start Text passage

This has a critical implication for strategy. Raising the tip does not help against bundles in different auctions, because you are not competing against them anyway. And in the auction where you are competing — the one where another searcher is targeting the exact same opportunity — the tip has to be efficient, not just large. If the competitor has a leaner bundle that requests fewer compute units, their efficiency ratio can be higher even if their absolute tip is lower. They win. You lose. And you spent more to lose.

It is like a scholarship competition at a university. A student with a 4.0 GPA and a modest application does not lose to a student with a 3.5 GPA and a flashier application. The metric is the metric. No amount of presentation makes 3.5 greater than 4.0. In the bundle auction, the metric is tip / CU. No amount of absolute tip makes a worse ratio better than a better ratio.

end Text passage

## Given exercise A
Repeat the passage on bundle auctions word for word, starting at "This has a critical" and ending at "a better ratio.".
## Given exercise B
Make a Markdown table from the lines in the rows below, starting at the line that contains "In this exercise you will point out the wooden" and ending at the line that contains "[(112, 366)]". Use the columns No. and Line, number each line, and leave out any blank lines.

start Data in this exercise

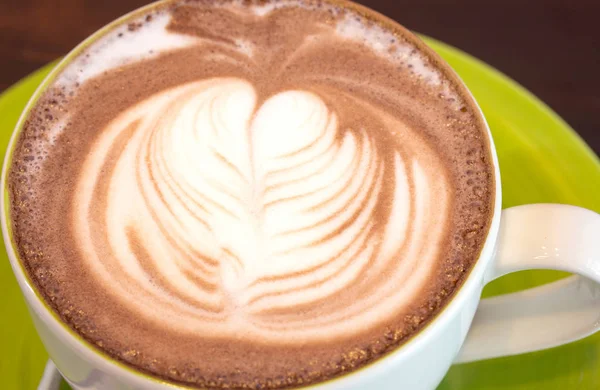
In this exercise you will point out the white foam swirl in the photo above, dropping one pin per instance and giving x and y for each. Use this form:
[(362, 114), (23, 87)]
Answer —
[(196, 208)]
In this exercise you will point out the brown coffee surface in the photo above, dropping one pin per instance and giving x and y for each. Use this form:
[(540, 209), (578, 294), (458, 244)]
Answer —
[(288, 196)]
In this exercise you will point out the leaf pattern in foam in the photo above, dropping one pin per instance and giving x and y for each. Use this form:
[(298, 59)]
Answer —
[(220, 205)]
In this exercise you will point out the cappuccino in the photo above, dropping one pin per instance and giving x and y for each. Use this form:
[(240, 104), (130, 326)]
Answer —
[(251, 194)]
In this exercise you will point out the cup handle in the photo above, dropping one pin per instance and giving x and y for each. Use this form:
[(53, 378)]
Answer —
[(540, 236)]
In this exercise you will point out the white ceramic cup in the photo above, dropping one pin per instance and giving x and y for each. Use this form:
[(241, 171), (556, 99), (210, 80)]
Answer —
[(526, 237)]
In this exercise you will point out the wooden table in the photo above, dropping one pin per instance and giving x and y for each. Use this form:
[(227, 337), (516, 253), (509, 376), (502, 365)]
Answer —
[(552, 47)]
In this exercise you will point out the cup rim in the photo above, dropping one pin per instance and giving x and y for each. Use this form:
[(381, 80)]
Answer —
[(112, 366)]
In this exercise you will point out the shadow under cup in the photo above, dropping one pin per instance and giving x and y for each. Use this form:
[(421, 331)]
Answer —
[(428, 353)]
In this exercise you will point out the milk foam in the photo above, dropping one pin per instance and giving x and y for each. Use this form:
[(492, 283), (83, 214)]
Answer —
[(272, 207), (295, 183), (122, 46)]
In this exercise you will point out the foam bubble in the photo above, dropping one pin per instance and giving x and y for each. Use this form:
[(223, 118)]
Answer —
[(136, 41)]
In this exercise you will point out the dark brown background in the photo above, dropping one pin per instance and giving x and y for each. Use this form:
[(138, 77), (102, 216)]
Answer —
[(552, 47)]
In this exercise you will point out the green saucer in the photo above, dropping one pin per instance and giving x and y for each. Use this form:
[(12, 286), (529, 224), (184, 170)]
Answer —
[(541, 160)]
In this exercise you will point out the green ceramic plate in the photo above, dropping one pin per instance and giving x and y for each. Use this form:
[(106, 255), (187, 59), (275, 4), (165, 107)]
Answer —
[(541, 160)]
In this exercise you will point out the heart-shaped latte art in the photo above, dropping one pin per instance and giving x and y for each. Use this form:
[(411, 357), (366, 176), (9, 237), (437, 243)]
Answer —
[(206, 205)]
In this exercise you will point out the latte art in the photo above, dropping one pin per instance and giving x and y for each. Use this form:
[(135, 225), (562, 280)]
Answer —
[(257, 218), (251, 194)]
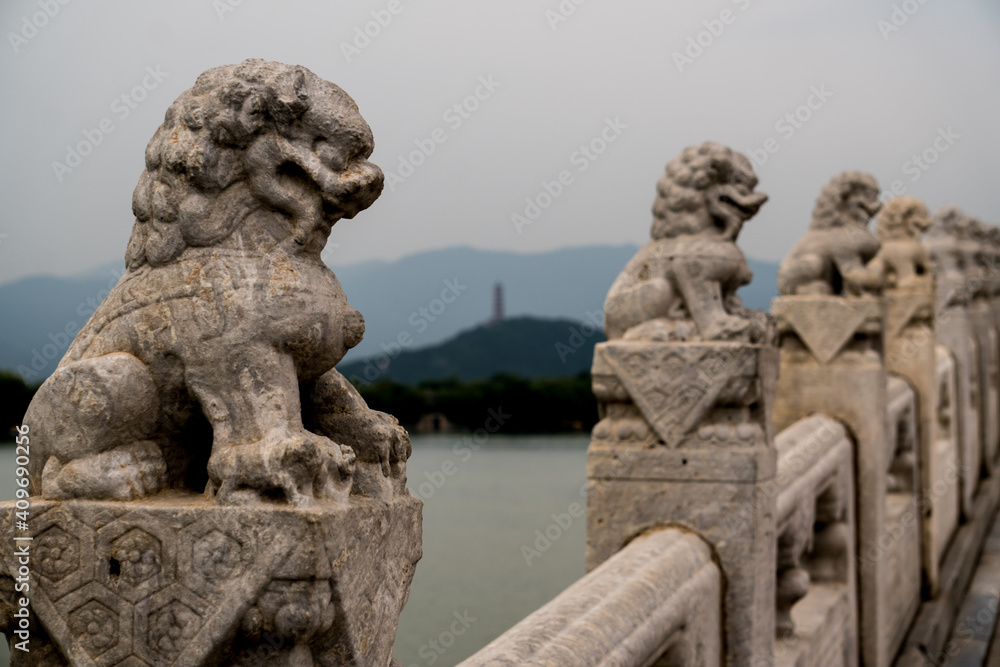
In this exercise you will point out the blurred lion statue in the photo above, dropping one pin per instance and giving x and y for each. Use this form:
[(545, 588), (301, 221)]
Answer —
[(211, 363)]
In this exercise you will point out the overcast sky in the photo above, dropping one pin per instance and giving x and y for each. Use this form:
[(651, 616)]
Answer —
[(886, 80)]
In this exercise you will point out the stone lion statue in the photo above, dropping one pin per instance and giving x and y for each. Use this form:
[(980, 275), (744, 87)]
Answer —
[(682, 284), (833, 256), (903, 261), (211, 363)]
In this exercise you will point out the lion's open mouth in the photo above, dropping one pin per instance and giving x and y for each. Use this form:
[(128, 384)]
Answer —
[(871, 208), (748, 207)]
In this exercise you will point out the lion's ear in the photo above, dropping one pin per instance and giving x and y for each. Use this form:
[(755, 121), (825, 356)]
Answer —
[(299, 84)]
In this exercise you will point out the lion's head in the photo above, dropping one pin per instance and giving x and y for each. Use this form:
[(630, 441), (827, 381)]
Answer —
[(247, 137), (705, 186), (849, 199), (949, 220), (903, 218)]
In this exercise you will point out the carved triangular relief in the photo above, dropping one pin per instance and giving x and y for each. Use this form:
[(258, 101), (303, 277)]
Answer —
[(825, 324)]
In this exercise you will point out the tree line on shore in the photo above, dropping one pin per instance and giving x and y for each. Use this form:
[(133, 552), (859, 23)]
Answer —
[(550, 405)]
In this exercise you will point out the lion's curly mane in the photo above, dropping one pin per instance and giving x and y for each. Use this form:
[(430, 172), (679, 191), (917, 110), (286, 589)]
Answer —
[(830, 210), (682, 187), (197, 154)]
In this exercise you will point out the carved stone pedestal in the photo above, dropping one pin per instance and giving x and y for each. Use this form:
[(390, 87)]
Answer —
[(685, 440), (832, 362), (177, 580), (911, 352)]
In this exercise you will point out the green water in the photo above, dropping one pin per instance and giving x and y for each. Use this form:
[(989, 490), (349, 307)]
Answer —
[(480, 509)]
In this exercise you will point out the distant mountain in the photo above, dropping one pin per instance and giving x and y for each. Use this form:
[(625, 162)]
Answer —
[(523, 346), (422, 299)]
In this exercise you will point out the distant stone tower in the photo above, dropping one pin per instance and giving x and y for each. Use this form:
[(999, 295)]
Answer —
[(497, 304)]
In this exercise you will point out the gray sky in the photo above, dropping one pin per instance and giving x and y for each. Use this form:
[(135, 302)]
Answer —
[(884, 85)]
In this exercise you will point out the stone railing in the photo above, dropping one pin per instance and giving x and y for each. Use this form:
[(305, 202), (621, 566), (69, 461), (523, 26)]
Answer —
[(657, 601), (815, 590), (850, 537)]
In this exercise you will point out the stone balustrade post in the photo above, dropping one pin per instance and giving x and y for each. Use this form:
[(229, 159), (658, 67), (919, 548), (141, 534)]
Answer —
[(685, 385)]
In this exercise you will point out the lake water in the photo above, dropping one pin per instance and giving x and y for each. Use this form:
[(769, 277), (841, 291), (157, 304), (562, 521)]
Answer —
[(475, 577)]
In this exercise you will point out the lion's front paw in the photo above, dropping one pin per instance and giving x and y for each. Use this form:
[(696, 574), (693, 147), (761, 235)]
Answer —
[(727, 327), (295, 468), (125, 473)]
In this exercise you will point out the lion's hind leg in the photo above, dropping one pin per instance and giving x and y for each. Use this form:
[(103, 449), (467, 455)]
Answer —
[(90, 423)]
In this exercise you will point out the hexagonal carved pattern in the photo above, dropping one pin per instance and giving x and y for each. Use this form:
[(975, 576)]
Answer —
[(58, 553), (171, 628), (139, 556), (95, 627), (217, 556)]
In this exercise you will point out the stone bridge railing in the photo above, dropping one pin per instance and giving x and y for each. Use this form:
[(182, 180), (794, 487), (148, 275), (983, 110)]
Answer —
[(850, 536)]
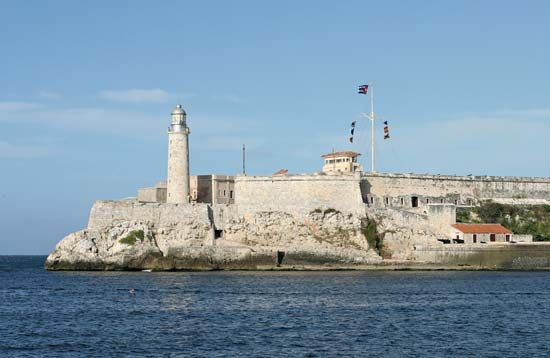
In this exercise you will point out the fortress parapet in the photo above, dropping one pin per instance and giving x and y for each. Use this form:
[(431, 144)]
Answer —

end Data in this exercise

## Response A
This has a critical implication for strategy. Raising the tip does not help against bundles in different auctions, because you are not competing against them anyway. And in the auction where you are competing — the one where another searcher is targeting the exact same opportunity — the tip has to be efficient, not just large. If the competitor has a leaner bundle that requests fewer compute units, their efficiency ratio can be higher even if their absolute tip is lower. They win. You lose. And you spent more to lose.

It is like a scholarship competition at a university. A student with a 4.0 GPA and a modest application does not lose to a student with a 3.5 GPA and a flashier application. The metric is the metric. No amount of presentation makes 3.5 greater than 4.0. In the bundle auction, the metric is tip / CU. No amount of absolute tip makes a worse ratio better than a better ratio.

## Response B
| No. | Line |
|---|---|
| 1 | In this exercise you will point out the wooden table in the photo above, dropping one pin per instance and giving x and y for each. Use this form: |
| 2 | [(227, 337), (516, 253), (509, 376), (502, 365)] |
| 3 | Answer — |
| 4 | [(552, 47)] |
| 5 | In this exercise you will point out the cup rim in the photo above, dropping one pin per instance and giving x and y for each. Use this form: |
| 6 | [(381, 80)] |
| 7 | Answer — |
| 8 | [(112, 366)] |